◆ **Exercise instructions**
A – Reproduce word for word the passage of the Zac Brown Band tour article starting with "Fiddle player Jimmy" and going on through "than a year.".
B – Write the next part of the article about the Zac Brown Band's tour, picking up after its final sentence.

◆ **Text block**
________________________________________
Zac Brown Band’s current tour is not only an opportunity to showcase its latest album, “The Comeback,” which was released last year, but it’s using these shows to take fans on a trip through the stunning rise from playing clubs in Atlanta to amphitheaters, arenas and stadiums across the country.

“This is probably the most intimate tour that we’ve ever done in the sense that we start out kind of how we started out as a band,” guitarist and keyboard player Coy Bowles said during a Zoom interview ahead of the band’s appearance at the Hollywood Bowl in Los Angeles tonight, and headlining the first night of the three-day Wonderfront Festival in San Diego on Nov. 18.

“We start out with this bar vibe and Zac [onstage], and it kind of unfolds the way our career did,” he continued. “And Zac is doing more storytelling and more kind of just filling the crowd in on how we all came together. I mean, I don’t come on until a couple of songs in. Every night, the stories change just a little bit, and it’s always just really cool to hear Zac talk about how this whole thing came together because it is such a wild ride. We’re so blessed. We’re a bunch of Southern boys who had a big dream and it came true, man. So hearing it kind of spoken out and played out the way it unfolds onstage is really cool for our audience and ourselves.”

The approach to the show makes sense, considering “The Comeback,” with its songs that lean decidedly country, is being considered a return to the group’s musical roots, which is an assessment Bowles didn’t dispute. He credited Ben Simonetti, who with Brown wrote many of the songs and produced the album, with helping guide the band through the making of “The Comeback” and achieving Brown’s vision for it.

“It was kind of like the original recipe: great songs that Zac had his heart into and the band helping support that with musicianship,” Bowles said. “We were trying to sound like the Zac Brown Band, and it really worked.”

Fiddle player Jimmy De Martini, who joined Bowles for the Zoom interview, feels the isolation of the pandemic also played a part in the musical direction of the record and the return to the sound that first brought the group success. When the members arrived to record the album, they had been apart for more than a year.

“It felt so good to see these guys. It felt so good to be a band again,” De Martini said. “I think that’s what lends itself to the old-style sound, is we were back together again, and we had such a break and maybe we had taken [things] for granted and we were just happy to be together again.”
________________________________________
◆ **Listed records**

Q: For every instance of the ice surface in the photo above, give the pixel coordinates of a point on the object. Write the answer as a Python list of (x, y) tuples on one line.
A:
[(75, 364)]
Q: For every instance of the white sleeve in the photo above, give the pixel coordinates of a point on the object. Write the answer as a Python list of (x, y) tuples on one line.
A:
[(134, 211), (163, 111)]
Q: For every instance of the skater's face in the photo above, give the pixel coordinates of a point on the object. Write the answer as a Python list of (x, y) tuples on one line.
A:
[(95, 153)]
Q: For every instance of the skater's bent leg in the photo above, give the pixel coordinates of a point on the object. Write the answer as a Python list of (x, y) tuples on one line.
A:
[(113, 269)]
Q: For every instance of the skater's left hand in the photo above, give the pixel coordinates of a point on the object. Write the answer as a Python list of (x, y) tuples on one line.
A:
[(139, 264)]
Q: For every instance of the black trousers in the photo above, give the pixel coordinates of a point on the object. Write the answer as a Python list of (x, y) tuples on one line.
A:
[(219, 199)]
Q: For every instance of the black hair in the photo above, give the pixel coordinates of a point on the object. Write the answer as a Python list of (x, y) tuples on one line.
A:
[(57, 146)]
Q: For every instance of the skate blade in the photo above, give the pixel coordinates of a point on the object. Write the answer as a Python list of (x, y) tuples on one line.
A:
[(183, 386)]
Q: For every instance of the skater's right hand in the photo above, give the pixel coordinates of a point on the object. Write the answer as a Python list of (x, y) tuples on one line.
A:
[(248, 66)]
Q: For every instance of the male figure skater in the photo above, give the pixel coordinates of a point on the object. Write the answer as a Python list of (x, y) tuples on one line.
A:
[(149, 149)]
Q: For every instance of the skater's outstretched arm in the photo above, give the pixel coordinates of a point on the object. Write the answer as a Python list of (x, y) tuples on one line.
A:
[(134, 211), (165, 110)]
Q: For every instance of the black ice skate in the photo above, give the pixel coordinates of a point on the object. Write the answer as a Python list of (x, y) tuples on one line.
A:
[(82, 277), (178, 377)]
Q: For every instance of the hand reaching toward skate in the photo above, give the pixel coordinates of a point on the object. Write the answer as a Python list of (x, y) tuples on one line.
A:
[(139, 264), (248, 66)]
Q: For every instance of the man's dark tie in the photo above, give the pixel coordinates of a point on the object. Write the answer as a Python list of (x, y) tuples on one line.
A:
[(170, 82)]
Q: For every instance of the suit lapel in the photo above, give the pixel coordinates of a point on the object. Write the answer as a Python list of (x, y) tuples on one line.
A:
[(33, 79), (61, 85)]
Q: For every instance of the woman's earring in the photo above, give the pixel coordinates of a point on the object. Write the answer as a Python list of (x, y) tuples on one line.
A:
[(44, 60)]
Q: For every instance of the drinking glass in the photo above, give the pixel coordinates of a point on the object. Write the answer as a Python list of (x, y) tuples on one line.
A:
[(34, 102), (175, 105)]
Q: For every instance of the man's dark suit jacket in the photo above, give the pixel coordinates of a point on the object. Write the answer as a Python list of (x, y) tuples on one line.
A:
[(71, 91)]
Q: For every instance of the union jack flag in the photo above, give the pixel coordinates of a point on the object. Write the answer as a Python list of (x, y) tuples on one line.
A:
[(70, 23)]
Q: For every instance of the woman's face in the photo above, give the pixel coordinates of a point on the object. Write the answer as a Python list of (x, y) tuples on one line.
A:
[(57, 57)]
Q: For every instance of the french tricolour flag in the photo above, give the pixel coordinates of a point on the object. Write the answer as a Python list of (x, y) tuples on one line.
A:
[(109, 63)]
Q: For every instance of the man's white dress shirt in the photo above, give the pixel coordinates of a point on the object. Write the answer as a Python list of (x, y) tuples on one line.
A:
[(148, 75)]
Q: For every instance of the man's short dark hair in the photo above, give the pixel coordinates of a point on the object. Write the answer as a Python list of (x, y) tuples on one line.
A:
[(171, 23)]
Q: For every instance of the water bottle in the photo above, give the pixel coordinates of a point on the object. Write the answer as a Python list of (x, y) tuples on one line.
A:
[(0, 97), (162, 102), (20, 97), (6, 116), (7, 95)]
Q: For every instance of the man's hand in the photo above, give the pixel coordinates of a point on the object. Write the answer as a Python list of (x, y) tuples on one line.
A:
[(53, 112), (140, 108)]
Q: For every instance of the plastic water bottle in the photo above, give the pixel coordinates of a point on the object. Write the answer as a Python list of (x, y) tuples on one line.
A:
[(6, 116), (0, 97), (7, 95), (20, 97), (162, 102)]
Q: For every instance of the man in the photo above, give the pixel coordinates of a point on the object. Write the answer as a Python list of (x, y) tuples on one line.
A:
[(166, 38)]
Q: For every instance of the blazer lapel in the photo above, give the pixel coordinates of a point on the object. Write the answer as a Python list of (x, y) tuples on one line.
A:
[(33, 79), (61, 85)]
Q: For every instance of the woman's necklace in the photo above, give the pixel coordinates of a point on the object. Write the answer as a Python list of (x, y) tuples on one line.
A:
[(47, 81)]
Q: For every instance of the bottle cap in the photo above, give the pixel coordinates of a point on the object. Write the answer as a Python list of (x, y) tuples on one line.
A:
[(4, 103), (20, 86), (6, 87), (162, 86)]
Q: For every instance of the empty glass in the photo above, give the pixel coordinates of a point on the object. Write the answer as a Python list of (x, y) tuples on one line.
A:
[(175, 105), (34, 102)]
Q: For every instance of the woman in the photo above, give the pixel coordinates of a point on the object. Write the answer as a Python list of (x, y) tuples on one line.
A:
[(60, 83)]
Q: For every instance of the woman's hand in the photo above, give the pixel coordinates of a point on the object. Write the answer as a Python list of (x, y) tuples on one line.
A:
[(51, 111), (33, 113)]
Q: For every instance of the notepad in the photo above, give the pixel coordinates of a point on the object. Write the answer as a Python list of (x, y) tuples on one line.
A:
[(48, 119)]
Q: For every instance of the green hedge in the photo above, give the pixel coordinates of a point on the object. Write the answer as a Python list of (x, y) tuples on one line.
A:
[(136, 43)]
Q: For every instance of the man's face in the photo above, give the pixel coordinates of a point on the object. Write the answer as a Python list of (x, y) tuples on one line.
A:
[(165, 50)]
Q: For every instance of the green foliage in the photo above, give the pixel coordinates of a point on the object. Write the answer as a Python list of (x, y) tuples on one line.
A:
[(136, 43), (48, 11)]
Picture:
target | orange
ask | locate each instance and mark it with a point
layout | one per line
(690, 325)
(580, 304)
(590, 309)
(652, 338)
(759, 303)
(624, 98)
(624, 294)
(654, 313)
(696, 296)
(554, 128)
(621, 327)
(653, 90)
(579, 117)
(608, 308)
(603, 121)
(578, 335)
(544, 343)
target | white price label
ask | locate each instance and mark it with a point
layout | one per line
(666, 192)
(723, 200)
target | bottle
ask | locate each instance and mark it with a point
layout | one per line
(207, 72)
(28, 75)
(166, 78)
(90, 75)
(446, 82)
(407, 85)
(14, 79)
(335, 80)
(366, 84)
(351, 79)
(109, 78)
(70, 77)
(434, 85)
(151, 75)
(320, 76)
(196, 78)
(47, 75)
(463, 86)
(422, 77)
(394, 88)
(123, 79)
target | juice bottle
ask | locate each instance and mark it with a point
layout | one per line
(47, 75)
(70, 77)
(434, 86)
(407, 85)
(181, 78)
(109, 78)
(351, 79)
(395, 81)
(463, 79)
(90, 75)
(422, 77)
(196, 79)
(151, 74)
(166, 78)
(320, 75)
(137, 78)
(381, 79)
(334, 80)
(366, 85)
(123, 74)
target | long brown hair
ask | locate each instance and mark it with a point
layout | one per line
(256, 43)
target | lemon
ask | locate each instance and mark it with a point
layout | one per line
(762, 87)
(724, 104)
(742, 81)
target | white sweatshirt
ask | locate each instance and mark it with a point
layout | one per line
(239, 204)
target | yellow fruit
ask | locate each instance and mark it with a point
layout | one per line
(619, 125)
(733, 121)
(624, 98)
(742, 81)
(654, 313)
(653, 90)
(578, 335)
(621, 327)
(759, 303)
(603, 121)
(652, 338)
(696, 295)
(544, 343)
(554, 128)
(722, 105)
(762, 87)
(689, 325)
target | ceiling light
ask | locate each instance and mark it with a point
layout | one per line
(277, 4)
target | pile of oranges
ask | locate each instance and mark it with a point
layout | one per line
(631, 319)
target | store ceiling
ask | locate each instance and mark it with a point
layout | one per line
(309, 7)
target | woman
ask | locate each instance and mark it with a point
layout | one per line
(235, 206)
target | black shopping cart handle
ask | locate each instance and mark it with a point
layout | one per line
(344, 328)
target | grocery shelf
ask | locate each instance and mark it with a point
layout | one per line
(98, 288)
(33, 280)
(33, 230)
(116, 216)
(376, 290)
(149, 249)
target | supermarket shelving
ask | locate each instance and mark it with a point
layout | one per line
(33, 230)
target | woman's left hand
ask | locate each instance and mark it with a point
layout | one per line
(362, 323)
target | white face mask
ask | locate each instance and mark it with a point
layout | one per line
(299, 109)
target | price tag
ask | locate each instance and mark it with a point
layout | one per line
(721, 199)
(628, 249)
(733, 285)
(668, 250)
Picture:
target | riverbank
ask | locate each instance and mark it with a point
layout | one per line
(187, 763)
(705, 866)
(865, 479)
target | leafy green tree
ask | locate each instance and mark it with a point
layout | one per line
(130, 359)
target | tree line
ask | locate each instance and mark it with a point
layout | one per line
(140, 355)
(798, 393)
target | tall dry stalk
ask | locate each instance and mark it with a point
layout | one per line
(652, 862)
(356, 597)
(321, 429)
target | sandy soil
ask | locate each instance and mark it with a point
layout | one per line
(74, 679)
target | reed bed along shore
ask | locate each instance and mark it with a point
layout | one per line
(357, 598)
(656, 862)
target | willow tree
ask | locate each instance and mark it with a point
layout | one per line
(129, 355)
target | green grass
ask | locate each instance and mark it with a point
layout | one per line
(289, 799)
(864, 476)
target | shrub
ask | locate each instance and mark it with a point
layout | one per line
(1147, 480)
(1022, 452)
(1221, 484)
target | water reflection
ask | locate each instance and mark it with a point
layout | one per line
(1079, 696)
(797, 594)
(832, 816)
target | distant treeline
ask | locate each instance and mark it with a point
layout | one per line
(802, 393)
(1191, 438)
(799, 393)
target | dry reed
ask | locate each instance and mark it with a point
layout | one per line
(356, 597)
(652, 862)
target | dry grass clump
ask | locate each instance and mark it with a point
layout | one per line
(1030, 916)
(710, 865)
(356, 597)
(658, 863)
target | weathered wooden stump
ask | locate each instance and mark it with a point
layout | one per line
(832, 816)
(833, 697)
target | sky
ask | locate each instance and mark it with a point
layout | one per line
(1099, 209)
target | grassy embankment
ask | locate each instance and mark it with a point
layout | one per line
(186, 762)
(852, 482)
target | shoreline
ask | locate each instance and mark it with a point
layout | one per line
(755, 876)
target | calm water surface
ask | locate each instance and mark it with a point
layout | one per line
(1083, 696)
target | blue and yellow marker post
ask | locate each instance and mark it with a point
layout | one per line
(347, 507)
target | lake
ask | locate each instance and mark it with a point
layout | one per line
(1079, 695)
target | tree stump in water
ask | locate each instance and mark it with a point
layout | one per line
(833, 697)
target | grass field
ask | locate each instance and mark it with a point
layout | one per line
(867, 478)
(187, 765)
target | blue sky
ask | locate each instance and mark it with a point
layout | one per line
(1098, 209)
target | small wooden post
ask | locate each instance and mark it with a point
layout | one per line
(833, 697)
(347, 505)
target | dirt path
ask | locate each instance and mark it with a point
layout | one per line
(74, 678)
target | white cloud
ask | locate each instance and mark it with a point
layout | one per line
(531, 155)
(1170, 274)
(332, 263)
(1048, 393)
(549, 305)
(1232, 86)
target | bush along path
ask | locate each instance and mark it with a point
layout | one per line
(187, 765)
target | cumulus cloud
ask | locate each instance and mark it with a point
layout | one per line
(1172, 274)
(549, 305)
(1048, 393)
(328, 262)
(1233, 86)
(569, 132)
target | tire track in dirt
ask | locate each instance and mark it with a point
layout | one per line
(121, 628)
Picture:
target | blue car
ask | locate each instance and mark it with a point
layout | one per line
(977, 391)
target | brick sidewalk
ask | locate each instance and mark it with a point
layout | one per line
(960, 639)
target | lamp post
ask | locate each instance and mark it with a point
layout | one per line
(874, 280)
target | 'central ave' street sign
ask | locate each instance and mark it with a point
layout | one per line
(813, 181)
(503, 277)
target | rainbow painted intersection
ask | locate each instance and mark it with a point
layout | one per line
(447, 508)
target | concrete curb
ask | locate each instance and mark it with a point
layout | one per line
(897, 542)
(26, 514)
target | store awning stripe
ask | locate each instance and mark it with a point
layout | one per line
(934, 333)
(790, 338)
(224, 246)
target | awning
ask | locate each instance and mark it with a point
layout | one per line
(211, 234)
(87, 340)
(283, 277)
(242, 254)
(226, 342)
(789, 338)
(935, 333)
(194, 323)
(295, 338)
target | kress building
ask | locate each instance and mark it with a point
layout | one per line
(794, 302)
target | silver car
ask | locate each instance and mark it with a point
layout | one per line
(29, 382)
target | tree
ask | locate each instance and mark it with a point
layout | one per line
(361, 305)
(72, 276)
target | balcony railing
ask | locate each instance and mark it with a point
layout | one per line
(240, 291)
________________________________________
◆ **Answers to the exercises**
A –
Fiddle player Jimmy De Martini, who joined Bowles for the Zoom interview, feels the isolation of the pandemic also played a part in the musical direction of the record and the return to the sound that first brought the group success. When the members arrived to record the album, they had been apart for more than a year.

B –
The Zac Brown Band originally formed — one musician at a time — around singer-guitarist Brown, who by the early ’00s was already starting to attract an audience in the Atlanta area. De Martini was the first recruit for the Zac Brown Band, joining in 2004. Bassist and multi-instrumentalist John Driskell Hopkins — a longtime friend of Brown’s — joined in 2005, followed by Bowles and then drummer Chris Fryar to form the core of the early lineup.

In 2008, the band signed to Live Nation Records and then got a distribution deal with major label Atlantic Records. “Chicken Fried” was released as the first single off the 2008 Atlantic-distributed album “The Foundation.” Within a month, the song had topped the country singles chart. Three more singles — “Toes,” “Highway 20 Ride” and “Free” — followed “Chicken Fried” to No. 1.

And just like that, the Zac Brown Band had arrived on the national stage. With guitarist-keyboardist Clay Cook joining in 2009, the band got to work on its next album, “You Get What You Give.” Released in 2010, it went triple platinum and confirmed that the initial success was no fluke. The band has released five more studio albums while notching 10 more No. 1 singles and branching out musically from its country foundation to touch on a variety of other styles, including hard rock, pop and even EDM and hip-hop. Along the way, the band added percussionist Daniel de los Reyes and bassist Matt Mangano, and guitarist-singer Caroline Jones is currently onboard as a guest band member.

While the pandemic interrupted the band’s usual schedule of touring, the forced free time to make “The Comeback” proved to be productive. De Martini said the new songs will figure fairly strongly in the set lists of this latest tour.

“We’re playing a lot of new songs, which is always fun for us,” he said. “The newer songs are the most fun for us to play just because we haven’t played them that much and it’s a challenge. But we have a big back catalog of songs, so we’re able to play a lot of old songs, a lot of fan favorites, a lot of sing-alongs. Then we can also mix in some of the newer songs, and we have some surprise cover songs that we always like to pull out, too.”